== Page ==
---

Ce mouvement intérieur là dit quelque chose de précieux à mon
avis.
« Et
voilà donc que le rêve me parlait d’une explosion de
violence. Cela
ne justifiait pas pour autant que mon Georges se mange un pain, même
s’il pouvait fort bien symboliser ce capitalisme financier que je
tiens pour responsable de la catastrophe. »
Eh bien si c’était mon rêve je dirais que cela se justifie
largement, car il y a dans les mots de cet ami autant
d’insensibilité, de « mise à distance » de la
mécanique de destruction en cours, qu’il peut y en avoir dans ce
que ce Georges représente. Ce sont pour moi les deux faces de la
même pièce, celle de l’inertie face à l’horreur. « La
Lumière va arranger les choses, il va se passer quelque chose
d’inattendu » est un discours qui met la problématique du
suicide collectif planétaire à l’extérieur de soi, alors que
c’est bien à la racine de l’être humain que cette catastrophe
prend sa source, et je ne parle pas là de comportements écologistes
ou pas, je parle de bien plus profond. Ce discours donc dénote une
insensibilité à son propre mécanisme de destruction aussi sûrement
que le capitalisme est insensible à ce qu’il génère comme mort.

---

== Tâche demandée 1 ==
Présentez les entrées ci-dessous sous forme de CSV à deux colonnes, « texte » et « réponse », avec une ligne par paire, chaque champ entre guillemets et les sauts de ligne remplacés par des espaces. Commencez à la première ligne des entrées et arrêtez-vous après celle qui contient « [[521, 473], [937, 461]] ».

---

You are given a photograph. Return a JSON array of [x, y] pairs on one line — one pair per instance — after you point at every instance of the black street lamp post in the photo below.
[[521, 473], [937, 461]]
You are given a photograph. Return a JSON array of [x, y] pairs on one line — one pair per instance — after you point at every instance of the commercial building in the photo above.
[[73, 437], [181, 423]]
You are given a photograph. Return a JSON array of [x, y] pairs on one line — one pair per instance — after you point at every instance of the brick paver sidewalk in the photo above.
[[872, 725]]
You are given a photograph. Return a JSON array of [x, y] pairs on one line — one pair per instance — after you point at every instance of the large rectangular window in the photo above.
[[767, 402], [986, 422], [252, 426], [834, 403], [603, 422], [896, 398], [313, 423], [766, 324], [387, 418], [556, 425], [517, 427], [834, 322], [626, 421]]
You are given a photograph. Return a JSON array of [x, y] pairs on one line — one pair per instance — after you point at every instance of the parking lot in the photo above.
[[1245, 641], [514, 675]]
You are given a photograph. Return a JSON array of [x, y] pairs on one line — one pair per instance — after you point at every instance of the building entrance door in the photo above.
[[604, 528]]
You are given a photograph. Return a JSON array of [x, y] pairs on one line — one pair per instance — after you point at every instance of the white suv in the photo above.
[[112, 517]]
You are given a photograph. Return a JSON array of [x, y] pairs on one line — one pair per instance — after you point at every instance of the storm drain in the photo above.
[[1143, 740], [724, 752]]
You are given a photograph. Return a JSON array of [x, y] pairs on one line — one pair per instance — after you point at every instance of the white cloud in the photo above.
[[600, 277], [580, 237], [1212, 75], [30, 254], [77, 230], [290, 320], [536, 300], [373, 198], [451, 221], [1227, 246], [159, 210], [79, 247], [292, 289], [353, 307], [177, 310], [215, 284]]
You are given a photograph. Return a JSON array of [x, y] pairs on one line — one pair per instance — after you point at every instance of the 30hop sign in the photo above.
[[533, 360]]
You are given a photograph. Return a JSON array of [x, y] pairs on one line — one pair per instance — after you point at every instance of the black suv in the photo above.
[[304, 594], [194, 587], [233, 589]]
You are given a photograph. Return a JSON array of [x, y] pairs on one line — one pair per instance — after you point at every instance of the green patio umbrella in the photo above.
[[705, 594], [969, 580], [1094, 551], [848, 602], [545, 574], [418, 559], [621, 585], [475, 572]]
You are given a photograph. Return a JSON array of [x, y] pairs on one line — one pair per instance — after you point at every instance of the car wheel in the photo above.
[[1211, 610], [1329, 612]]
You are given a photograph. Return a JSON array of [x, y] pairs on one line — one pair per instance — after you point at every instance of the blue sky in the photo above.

---

== Tâche demandée 2 ==
Prolongez le texte sur le rêve de violence et l'insensibilité face à la catastrophe, à partir de sa dernière phrase.

== Résultat de l'exercice 1 ==
texte,réponse
"You are given a photograph. Return a JSON array of [x, y] pairs on one line — one pair per instance — after you point at every instance of the black street lamp post in the photo below.","[[521, 473], [937, 461]]"

== Résultat de l'exercice 2 ==
Donc
Julie a bien raison de lui en mettre une, mais ce n’est pas de la
violence. Car Julie n’est pas violente. C’est un choc percussif
pour rendre l’autre un peu plus sensible. Julie n’est pas dans
une dynamique de « vengeance », genre « t’es trop
con mon bonhomme, tu ne mérites pas d’exister », Julie est
dans un dynamique de réveil, et Julie a tellement conscience des
enjeux qu’elle se donne sans retenue à cette dynamique, et face à
un bloc d’insensibilité tel, une caresse et des mots doux n’ont
aucun effet, il faut un choc à la mesure de la rigidité qui lui
fait face, donc elle cogne. Mais c’est un acte d’amour en fait,
c’est une convocation dans l’instant à s’éveiller à sa
propre lumière, car qui commence à sentir son insensibilité, qui
commence à voir qu’il ne voit pas, est en train de Voir en
réalité. Et en plus ce Georges est un consommateur et un
fournisseur de marijuana, alors là tout est dit : il maintient,
autrui et lui même dans le sommeil et l’anesthésie.
« Enfin,
soudain, j’ai pris conscience de ce qu’il me fallait admettre que
j’ai une ombre tout à fait cynique. Elle a été réveillée par
la discussion avec mon ami invoquant l’intervention de la Lumière
qui viendra nous sauver de nos errements. Elle a grincé, des choses
pas gentilles du tout sur la façon dont les idéalistes spirituels
allaient vivre la crise écologique. »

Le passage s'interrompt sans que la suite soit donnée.